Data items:
= = = = = = =

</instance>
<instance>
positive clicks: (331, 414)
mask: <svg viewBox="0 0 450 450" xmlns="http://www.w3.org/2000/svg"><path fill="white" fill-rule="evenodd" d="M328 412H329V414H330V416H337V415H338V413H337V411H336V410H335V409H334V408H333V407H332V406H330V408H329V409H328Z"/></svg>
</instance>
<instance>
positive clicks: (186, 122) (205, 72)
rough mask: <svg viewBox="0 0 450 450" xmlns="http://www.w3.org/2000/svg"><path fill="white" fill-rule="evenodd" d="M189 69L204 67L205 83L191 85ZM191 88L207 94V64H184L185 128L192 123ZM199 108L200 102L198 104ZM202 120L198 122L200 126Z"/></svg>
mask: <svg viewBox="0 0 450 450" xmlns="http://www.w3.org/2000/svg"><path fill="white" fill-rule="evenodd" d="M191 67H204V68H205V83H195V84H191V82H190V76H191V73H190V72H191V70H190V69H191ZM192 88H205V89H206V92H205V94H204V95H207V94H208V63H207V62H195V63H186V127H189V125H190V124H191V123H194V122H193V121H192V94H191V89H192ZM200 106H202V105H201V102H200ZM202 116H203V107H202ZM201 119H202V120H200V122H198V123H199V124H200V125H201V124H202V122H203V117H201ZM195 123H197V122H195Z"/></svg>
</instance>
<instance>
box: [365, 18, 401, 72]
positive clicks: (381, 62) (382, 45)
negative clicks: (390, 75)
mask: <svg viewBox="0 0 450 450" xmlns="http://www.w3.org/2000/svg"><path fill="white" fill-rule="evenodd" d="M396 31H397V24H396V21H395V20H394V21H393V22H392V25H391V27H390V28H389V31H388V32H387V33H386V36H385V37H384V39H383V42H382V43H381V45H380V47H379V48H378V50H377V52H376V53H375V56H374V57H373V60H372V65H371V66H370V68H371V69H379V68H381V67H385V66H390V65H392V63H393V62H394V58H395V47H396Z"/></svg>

= = = = = = =

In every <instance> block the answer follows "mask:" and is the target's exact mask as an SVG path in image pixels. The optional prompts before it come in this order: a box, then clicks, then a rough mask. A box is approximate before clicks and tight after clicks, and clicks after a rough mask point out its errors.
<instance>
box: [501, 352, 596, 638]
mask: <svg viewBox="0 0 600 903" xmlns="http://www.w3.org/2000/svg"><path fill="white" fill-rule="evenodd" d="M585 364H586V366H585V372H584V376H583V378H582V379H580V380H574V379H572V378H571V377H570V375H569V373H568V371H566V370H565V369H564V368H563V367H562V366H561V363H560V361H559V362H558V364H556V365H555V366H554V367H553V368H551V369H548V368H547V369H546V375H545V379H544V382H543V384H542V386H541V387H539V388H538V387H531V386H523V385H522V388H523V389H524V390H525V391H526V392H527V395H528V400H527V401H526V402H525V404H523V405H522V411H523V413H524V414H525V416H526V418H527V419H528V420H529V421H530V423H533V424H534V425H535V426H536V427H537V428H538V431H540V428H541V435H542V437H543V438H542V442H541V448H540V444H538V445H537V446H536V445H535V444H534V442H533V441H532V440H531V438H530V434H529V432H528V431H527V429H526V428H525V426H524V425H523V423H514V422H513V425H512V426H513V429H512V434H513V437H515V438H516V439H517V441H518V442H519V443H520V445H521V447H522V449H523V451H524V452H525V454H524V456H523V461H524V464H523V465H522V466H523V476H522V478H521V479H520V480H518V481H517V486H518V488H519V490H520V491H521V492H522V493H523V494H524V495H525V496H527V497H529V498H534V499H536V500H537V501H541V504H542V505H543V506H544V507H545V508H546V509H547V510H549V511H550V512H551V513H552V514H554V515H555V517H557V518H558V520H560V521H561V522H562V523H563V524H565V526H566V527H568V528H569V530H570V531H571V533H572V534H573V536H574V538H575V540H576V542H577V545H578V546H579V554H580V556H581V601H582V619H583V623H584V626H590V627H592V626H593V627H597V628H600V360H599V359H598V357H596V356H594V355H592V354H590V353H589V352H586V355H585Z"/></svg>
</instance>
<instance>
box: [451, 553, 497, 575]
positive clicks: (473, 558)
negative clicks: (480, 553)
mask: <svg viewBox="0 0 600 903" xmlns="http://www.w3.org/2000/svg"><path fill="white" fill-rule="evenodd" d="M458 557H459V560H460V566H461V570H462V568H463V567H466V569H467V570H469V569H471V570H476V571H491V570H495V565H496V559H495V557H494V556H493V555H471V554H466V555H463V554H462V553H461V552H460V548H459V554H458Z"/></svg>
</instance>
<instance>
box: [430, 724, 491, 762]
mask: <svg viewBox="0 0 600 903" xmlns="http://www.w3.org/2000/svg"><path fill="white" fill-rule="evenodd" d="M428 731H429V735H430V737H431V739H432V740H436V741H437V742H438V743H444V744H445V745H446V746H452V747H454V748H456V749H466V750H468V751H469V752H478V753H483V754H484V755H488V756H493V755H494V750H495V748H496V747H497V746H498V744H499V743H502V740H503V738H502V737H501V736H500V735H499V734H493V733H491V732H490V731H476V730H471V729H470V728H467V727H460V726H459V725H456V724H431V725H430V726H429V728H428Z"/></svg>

= = = = = = =

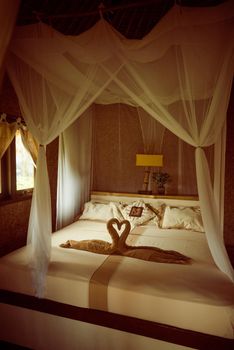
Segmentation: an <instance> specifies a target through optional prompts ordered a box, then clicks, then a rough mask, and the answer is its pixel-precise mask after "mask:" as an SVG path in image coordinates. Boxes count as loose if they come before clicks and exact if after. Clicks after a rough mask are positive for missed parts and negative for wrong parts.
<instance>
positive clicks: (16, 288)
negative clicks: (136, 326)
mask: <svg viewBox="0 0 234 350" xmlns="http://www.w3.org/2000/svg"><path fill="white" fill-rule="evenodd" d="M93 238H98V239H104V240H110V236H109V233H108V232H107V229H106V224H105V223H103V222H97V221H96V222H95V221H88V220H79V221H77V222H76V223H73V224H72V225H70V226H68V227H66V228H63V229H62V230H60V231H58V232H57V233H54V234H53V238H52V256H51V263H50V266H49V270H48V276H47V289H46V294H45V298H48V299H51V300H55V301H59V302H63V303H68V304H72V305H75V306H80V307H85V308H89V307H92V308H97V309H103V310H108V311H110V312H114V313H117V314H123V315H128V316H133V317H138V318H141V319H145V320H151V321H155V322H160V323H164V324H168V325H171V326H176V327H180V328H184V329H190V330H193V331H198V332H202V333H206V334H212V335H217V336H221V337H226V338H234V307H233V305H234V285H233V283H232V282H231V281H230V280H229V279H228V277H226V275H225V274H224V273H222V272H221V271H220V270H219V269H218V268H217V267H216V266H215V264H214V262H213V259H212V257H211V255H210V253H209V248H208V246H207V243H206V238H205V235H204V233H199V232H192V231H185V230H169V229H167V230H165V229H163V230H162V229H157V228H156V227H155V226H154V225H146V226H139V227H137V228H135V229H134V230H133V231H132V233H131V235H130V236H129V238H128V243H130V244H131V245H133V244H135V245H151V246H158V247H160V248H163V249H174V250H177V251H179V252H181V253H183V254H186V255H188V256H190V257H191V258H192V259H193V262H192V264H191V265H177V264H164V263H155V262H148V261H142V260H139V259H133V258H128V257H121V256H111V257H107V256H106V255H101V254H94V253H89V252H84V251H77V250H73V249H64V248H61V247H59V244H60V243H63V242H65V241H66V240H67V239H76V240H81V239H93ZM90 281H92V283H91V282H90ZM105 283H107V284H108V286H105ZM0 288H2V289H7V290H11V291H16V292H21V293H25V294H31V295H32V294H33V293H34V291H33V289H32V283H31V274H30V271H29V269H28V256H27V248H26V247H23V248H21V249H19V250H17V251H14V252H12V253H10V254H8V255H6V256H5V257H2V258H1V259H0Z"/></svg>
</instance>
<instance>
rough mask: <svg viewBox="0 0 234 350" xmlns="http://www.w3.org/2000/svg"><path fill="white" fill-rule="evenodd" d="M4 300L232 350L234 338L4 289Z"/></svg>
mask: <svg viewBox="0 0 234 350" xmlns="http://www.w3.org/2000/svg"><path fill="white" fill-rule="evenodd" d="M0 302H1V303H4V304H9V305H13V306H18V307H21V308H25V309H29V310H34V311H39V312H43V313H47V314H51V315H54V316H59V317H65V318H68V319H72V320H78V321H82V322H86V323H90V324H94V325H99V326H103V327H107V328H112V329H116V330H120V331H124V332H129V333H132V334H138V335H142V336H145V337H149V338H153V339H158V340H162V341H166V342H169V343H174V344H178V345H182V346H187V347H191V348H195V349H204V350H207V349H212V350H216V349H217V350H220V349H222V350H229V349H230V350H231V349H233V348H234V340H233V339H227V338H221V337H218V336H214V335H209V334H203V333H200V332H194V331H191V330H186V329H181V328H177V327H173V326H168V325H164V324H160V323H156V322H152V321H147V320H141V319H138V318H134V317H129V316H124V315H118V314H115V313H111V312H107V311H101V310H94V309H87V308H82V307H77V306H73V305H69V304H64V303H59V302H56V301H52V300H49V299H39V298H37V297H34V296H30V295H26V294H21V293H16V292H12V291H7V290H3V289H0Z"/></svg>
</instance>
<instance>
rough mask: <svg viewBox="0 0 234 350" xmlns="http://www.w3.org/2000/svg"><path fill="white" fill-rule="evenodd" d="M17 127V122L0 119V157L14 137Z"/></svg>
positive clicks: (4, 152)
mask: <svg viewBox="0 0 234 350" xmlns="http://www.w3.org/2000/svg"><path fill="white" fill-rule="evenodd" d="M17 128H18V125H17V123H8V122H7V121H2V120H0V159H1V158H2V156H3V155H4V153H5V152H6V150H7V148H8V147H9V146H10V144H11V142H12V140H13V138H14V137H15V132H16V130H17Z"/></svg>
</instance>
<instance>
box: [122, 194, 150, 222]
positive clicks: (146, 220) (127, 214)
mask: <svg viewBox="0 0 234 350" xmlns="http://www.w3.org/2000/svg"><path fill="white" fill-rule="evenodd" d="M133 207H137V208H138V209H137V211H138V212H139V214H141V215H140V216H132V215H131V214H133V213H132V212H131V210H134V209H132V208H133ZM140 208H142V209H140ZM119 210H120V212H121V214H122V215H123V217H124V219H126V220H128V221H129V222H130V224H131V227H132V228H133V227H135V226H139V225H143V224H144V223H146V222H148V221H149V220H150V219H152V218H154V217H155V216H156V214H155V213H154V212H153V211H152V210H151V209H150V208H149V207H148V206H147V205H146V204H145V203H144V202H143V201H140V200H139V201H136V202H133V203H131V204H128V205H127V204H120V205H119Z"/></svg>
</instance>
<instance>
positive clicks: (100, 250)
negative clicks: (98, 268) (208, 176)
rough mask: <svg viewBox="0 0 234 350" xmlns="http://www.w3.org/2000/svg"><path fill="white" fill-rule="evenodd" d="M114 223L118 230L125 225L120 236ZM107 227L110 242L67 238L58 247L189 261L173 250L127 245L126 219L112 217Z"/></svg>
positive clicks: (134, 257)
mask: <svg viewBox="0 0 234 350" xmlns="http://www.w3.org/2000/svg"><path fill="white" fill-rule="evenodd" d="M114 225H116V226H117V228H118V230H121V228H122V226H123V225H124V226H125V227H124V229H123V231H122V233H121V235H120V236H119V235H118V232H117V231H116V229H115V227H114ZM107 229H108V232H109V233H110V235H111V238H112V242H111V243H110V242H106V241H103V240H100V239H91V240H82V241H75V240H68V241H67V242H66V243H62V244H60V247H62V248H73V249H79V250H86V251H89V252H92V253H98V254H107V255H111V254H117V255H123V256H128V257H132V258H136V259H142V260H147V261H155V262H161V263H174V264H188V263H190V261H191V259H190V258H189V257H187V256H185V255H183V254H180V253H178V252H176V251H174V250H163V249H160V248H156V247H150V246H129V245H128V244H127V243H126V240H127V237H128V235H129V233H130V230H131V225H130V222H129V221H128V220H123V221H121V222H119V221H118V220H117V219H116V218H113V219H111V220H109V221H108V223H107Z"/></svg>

= = = = = = =

What to do
Look above for the line holding "positive clicks: (146, 220) (127, 214)" and the line holding "223L118 230L125 225L120". Retype both, and every line between them, word for word and nothing else.

Completed exercise
positive clicks: (146, 220) (127, 214)
mask: <svg viewBox="0 0 234 350" xmlns="http://www.w3.org/2000/svg"><path fill="white" fill-rule="evenodd" d="M133 207H137V208H138V209H137V211H138V212H139V214H141V215H140V216H132V215H131V214H133V213H132V212H131V210H134V209H132V208H133ZM140 208H142V209H140ZM119 210H120V212H121V214H122V215H123V217H124V219H126V220H128V221H129V222H130V224H131V227H132V228H133V227H135V226H139V225H143V224H144V223H146V222H148V221H149V220H150V219H152V218H154V217H155V216H156V214H155V213H154V212H153V211H152V210H151V209H150V208H149V207H148V206H147V205H146V204H145V203H144V202H143V201H140V200H139V201H136V202H133V203H131V204H128V205H127V204H120V205H119Z"/></svg>
</instance>
<instance>
positive clicks: (100, 250)
negative clicks: (98, 268) (208, 176)
rough mask: <svg viewBox="0 0 234 350" xmlns="http://www.w3.org/2000/svg"><path fill="white" fill-rule="evenodd" d="M114 223L118 230L125 225L120 236ZM107 227L110 242L67 238L58 247L189 261L173 250L127 245L126 219L112 217Z"/></svg>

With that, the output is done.